PASSAGE PROVIDED.

As I stood at the front of that church, hearing that story… my eyes were slowly opened to what was truly happening in that room. There I stood, before a gathering of nearly 400 Naga believers lifting their hearts to the one true God… and the reason for it all was pinned upon my chest.

Because faithful men and women of God took the gospel into the midst of danger… because they did not count their lives to be of greater value than the furtherance of the gospel… because they abandoned all this world has to offer for the sake of Christ… because they did not fear the spears of the Nagas… because God worked through them by his power to bring many Nagas to faith… because of all of this, I was in that place… over a hundred years later… caught in the midst of rapturous worship with Naga spears, now a symbol of friendship, fixed over my heart.

I began to fight back tears as I heard a chorus playing softly in the background… “Thank you for the gift you gave.” This song had been playing since I left my seat, but I had not noticed its lyrics until that moment. My heart cried out to the Lord… “Yes! Thank you! Thank you! Thank you for the gift you gave! Thank you for the gift of your Son, Jesus, whom you gave for the world! Thank you for the gift of the missionaries you sent to the Naga people! Thank you gift of my brothers and sisters with whom I am worshipping right now! Thank you! Thank you!”

My attention was brought back down to earth for a moment as I heard the Pastor read from Psalm 22:4, “In You our fathers trusted; they trusted, and you delivered them.” He began to talk about how great of a testimony it was for David to be able to proclaim such words about his forbearers and we should desire that our children be able to say the same of us.

REQUIRED ACTION. From the account of worship among the Naga believers, reproduce the passage starting with "My attention was" and going on through "same of us.".

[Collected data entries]
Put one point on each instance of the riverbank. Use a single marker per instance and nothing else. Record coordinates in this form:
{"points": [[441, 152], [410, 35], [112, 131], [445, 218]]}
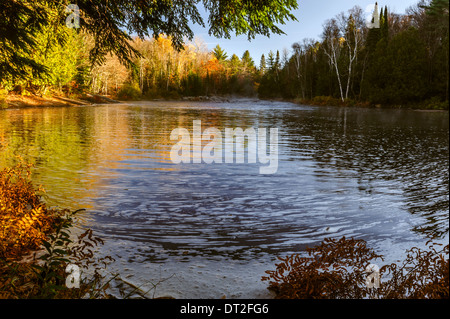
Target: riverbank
{"points": [[26, 101], [428, 105]]}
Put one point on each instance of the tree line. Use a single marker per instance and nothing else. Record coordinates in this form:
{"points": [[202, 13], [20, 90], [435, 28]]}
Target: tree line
{"points": [[403, 60]]}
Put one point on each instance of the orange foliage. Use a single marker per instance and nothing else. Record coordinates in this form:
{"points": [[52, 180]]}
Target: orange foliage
{"points": [[335, 269], [24, 219]]}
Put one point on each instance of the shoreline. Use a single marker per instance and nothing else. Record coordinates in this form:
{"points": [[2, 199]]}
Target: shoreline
{"points": [[30, 101]]}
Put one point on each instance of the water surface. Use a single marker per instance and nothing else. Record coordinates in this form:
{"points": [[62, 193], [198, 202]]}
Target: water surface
{"points": [[379, 175]]}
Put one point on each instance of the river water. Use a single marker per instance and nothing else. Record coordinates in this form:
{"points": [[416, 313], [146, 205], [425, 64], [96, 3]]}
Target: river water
{"points": [[211, 230]]}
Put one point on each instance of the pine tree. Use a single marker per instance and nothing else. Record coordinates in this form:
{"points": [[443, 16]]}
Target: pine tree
{"points": [[262, 65], [385, 25], [220, 54]]}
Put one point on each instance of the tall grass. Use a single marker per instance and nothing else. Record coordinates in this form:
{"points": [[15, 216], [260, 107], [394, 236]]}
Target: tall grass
{"points": [[30, 229]]}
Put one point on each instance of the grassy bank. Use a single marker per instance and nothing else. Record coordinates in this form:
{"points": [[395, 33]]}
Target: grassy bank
{"points": [[431, 104], [23, 101], [36, 245]]}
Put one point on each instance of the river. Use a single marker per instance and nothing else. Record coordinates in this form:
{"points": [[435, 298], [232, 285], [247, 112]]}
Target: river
{"points": [[211, 230]]}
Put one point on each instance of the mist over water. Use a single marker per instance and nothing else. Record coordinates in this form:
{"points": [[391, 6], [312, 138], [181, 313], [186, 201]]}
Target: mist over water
{"points": [[379, 175]]}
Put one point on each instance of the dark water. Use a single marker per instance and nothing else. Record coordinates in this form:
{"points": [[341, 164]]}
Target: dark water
{"points": [[380, 175]]}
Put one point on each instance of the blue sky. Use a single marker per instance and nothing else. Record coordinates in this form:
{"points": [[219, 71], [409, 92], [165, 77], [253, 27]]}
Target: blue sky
{"points": [[311, 15]]}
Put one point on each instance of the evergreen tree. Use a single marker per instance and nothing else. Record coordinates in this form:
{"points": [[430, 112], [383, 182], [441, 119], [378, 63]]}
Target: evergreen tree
{"points": [[220, 54], [247, 59], [262, 65], [384, 27]]}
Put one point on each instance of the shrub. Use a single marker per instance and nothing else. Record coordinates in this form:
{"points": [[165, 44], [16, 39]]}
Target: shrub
{"points": [[28, 225], [129, 92], [336, 269]]}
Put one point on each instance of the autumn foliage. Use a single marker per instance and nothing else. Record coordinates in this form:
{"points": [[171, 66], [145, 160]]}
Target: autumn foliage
{"points": [[25, 221], [336, 269]]}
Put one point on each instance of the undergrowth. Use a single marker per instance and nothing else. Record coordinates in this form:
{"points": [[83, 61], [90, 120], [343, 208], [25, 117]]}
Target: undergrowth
{"points": [[336, 269], [36, 245]]}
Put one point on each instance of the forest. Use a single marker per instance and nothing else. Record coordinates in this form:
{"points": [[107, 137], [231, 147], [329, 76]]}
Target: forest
{"points": [[402, 62]]}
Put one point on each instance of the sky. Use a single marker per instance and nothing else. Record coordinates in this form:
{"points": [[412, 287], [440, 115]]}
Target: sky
{"points": [[311, 16]]}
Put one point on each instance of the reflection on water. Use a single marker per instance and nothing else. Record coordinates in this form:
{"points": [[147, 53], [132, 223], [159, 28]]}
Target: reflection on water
{"points": [[381, 175]]}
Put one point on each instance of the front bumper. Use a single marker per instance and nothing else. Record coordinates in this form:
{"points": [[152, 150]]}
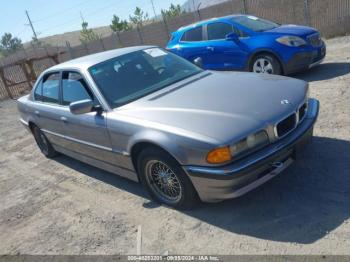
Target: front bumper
{"points": [[305, 59], [214, 184]]}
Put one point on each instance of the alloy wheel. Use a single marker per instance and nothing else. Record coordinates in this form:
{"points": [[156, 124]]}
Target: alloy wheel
{"points": [[163, 181]]}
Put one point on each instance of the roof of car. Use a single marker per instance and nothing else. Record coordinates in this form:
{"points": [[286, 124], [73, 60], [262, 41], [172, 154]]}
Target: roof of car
{"points": [[206, 21], [85, 62]]}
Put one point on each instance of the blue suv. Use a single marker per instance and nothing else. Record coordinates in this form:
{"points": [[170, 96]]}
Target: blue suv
{"points": [[245, 42]]}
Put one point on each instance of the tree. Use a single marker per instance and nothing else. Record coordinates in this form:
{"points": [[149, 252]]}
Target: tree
{"points": [[86, 34], [9, 44], [139, 17], [174, 10], [119, 25]]}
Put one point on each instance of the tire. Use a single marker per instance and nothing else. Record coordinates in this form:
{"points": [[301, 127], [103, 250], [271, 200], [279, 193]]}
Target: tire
{"points": [[267, 64], [165, 180], [43, 143]]}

RESULT OF THIS EXERCISE.
My attention was brought back down to earth for a moment as I heard the Pastor read from Psalm 22:4, “In You our fathers trusted; they trusted, and you delivered them.” He began to talk about how great of a testimony it was for David to be able to proclaim such words about his forbearers and we should desire that our children be able to say the same of us.